The exercise:
In the passage on Trump's trade plans, copy the section between "What matters to" and "deals are cast.", inclusive, and swap "manufacturers" for "producers".

# Supplied passage start

Of course, Trump was challenging Republican orthodoxy as much as that of Democrats, which also explains the depth of his support on the issue. For decades, elites from both parties ignored those who see themselves, often with good reason, as being hurt by trade with low-wage countries. For those of us who’ve long been documenting these downsides of trade (while, in my own case, not at all dismissing the upsides), the question was less whether an anti-establishment candidate would gain traction from this issue and more what took an opportunistic politician so long to discover its potency.
Now Trump voters should be asking precisely how their new president intends to “negotiate fair trade deals that create American jobs, increase American wages, and reduce America’s trade deficit.” In fact, this is an early chance for the president-elect to show whether he truly intends to try to help working people or whether that was merely campaign rhetoric.
His plan on trade is to withdraw from the TPP, appoint “tough and smart trade negotiators,” instruct agencies to use “every tool” they have to stop “abuses,” renegotiate NAFTA and label China a currency manipulator. Though there are some worthy ideas in there, I doubt any of them will much improve the economic conditions of some of the people who helped elect Trump.
The TPP — the Trans-Pacific Partnership — appears to be over, as the White House sees no way forward for the deal. But since the deal had yet to be enacted, canceling it doesn’t change the status quo. Moreover, trade deals have much less to do with jobs than people think: Don’t conflate trade deals and trade. These deals have less to do with the extent of trade and more with the rules of the road that determine who wins and who loses from trade. With a few notable exceptions, I don’t see much in Trump’s trade agenda that deals with the rules of the road in a way that could make a difference to working people.
What matters to Trump voters, i.e., the ones motivated by trade, is the trade deficit, or exports net of imports, and that depends on the competitiveness of our manufacturers — the source of our trade deficits — and their ability to export into global markets (we have a trade surplus in services, but the much larger goods deficit drives our negative balance). That, in turn, is partly a function of international prices being fairly set such that our exports are not artificially expensive and our imports are not artificially cheap. It’s also a matter of who’s at the table when the trade deals are cast.
Trump says he’ll name China a currency manipulator, but I don’t see how this helps at all. First, while Chinese currency manipulation was extremely damaging to American manufacturing in the 1990s and 2000s, the yuan is judged to be fairly priced today. Moreover, labeling them or any other country a manipulator amounts to international name calling. The real problem here is that none of our trade deals, including NAFTA or the TPP, have enforceable rules against currency manipulation, and, even if they did, we have no such trade deal with China.

# Supplied passage end
# Record excerpts start

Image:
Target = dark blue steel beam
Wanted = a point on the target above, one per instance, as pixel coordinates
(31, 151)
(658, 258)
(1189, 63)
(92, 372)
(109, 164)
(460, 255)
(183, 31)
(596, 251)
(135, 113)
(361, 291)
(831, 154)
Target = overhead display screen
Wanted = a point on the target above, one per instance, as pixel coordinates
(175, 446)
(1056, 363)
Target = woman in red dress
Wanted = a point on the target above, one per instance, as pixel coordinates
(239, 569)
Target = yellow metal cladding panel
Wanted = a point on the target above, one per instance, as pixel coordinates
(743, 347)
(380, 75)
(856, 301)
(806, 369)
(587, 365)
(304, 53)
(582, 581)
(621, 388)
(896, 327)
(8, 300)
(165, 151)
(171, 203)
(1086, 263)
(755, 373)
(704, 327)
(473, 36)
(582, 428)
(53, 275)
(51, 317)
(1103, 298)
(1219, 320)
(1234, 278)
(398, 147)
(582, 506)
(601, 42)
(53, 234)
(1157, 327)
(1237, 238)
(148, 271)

# Record excerpts end

Answer to this problem:
What matters to Trump voters, i.e., the ones motivated by trade, is the trade deficit, or exports net of imports, and that depends on the competitiveness of our producers — the source of our trade deficits — and their ability to export into global markets (we have a trade surplus in services, but the much larger goods deficit drives our negative balance). That, in turn, is partly a function of international prices being fairly set such that our exports are not artificially expensive and our imports are not artificially cheap. It’s also a matter of who’s at the table when the trade deals are cast.